Each entry has to be copied exactly, with nothing missed.

The data:
________

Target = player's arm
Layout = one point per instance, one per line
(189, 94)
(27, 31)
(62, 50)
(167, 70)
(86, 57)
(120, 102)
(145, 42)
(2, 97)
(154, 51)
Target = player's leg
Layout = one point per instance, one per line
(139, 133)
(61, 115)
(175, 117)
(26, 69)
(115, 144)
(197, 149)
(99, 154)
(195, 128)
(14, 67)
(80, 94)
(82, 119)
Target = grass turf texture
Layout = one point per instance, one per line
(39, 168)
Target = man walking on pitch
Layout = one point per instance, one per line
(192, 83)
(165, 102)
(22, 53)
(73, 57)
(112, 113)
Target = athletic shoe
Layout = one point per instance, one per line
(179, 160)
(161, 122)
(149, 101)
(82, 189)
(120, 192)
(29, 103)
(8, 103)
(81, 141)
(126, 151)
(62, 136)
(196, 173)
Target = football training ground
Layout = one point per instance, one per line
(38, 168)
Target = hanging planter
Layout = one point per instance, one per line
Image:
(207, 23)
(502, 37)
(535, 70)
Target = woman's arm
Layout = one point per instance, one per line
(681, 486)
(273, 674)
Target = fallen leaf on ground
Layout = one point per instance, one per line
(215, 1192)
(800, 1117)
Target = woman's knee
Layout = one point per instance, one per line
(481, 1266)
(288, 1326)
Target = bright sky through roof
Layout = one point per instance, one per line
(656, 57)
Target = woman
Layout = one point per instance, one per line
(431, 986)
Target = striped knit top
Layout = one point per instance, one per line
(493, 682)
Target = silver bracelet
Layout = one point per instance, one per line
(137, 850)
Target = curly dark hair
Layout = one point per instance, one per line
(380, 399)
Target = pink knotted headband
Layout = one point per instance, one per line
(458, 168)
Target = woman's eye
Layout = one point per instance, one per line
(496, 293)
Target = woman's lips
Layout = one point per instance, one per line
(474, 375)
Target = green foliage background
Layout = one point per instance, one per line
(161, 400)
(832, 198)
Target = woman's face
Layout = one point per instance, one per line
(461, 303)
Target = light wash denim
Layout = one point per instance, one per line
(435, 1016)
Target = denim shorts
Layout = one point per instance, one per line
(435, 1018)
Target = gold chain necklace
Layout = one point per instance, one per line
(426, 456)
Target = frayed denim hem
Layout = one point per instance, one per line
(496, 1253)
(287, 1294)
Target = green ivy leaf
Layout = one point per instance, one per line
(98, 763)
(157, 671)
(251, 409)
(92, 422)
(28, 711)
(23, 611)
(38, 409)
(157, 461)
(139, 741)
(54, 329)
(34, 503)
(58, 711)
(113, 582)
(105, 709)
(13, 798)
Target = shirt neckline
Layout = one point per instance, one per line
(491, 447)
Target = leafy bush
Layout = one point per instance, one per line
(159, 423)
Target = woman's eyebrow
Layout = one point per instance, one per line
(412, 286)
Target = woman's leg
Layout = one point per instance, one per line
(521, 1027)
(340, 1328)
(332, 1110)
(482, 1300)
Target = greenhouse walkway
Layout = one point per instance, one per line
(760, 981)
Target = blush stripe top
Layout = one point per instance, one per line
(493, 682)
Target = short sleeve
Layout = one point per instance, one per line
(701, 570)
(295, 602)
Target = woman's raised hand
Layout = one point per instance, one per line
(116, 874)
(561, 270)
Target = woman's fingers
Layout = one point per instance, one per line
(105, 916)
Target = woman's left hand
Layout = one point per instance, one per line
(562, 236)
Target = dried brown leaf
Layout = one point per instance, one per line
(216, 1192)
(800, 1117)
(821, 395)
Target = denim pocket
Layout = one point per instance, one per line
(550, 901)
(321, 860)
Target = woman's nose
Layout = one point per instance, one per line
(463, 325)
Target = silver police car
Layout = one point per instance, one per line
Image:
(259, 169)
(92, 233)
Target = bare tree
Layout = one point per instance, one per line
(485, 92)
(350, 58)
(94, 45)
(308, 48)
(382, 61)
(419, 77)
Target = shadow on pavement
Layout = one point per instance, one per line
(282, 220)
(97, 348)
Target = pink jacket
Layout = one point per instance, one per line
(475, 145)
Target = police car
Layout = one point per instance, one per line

________

Exercise response:
Target = player's arm
Layout = one point per instance, one per line
(189, 94)
(27, 31)
(62, 50)
(167, 70)
(86, 57)
(120, 102)
(145, 42)
(2, 97)
(154, 51)
Target = player's leg
Layout = one point per instance, one per line
(139, 133)
(61, 115)
(175, 117)
(26, 69)
(115, 144)
(197, 149)
(99, 154)
(195, 128)
(14, 67)
(80, 94)
(82, 119)
Target = grass turf texture
Layout = one point per instance, one per line
(39, 168)
Target = man walking on pitch
Layout = one point per instance, one per line
(192, 83)
(165, 102)
(22, 53)
(73, 57)
(112, 113)
Target = athletic shoe
Layout = one point per instance, one per line
(179, 160)
(161, 122)
(149, 101)
(82, 189)
(120, 192)
(29, 103)
(8, 103)
(81, 141)
(126, 151)
(62, 136)
(196, 173)
Target = football training ground
Layout = one point per instance, one per line
(38, 168)
Target = hanging planter
Layout = one point per instance, one per line
Image:
(207, 23)
(502, 37)
(535, 70)
Target = woman's arm
Layout = one point per instance, one per line
(681, 486)
(273, 674)
Target = fallen leaf on ground
Layout = one point per instance, one per line
(215, 1192)
(800, 1117)
Target = woman's knee
Layout = one point per instance, one per line
(481, 1266)
(288, 1326)
Target = bright sky through roof
Layout = one point per instance, one per line
(656, 57)
Target = woman
Layout = one point per instance, one per line
(431, 986)
Target = striped knit top
Layout = one point per instance, one per line
(493, 682)
Target = silver bracelet
Layout = one point per instance, one per line
(137, 850)
Target = curly dark hair
Layout = one point per instance, one per line
(380, 399)
Target = pink knotted headband
Layout = one point per instance, one per line
(458, 168)
Target = woman's eye
Layout = one point per instance, one per line
(496, 293)
Target = woman's lips
Layout = one point per instance, one per line
(474, 375)
Target = green foliage background
Layout = one point per instance, one per line
(161, 400)
(832, 198)
Target = woman's face
Layout = one point per instance, one per line
(461, 303)
Target = light wash denim
Layout = one point per instance, one per line
(435, 1016)
Target = denim shorts
Layout = one point per instance, one per line
(435, 1018)
Target = gold chain necklace
Layout = one point per instance, one per line
(426, 456)
Target = frayed denim hem
Layout = one point per instance, one per line
(496, 1253)
(287, 1294)
Target = green ivy leaf
Layout = one point per instance, one per line
(98, 763)
(157, 671)
(251, 409)
(92, 422)
(28, 711)
(23, 611)
(38, 409)
(157, 461)
(139, 741)
(54, 329)
(34, 503)
(58, 711)
(113, 582)
(105, 709)
(13, 798)
Target = shirt neckline
Layout = one point per instance, one per line
(491, 447)
Target = leafy bush
Layout = one point per instance, one per line
(159, 423)
Target = woman's eyebrow
Layout = one point per instance, one per line
(412, 286)
Target = woman's leg
Layout = one point per instance, one per line
(521, 1027)
(340, 1328)
(332, 1110)
(482, 1300)
Target = greenhouse walkway
Layout = one point per instance, one per line
(760, 981)
Target = blush stripe top
Layout = one point per instance, one per line
(493, 682)
Target = short sleeve
Layout = one point per instance, one per line
(701, 570)
(295, 602)
Target = woman's raised hand
Layout = one point per instance, one per line
(116, 874)
(561, 270)
Target = woman's fingers
Layout = one point per instance, one per line
(105, 916)
Target = woman's left hand
Layout = one point per instance, one per line
(562, 236)
Target = dried brown leaf
Layout = one point per instance, one per line
(216, 1192)
(800, 1117)
(821, 395)
Target = denim pocket
Layout = one point per instance, one per line
(550, 901)
(321, 860)
Target = woman's nose
Layout = one point per instance, one per line
(463, 325)
Target = silver police car
Layout = one point per instance, one per line
Image:
(259, 169)
(92, 233)
Target = bare tree
Layout = one point per instance, one per line
(485, 92)
(350, 58)
(94, 45)
(308, 48)
(382, 61)
(419, 77)
Target = shadow on pavement
Layout = one point per instance, one per line
(282, 220)
(97, 348)
Target = pink jacket
Layout = one point per instance, one per line
(475, 145)
Target = police car
Layout = one point per instance, one per line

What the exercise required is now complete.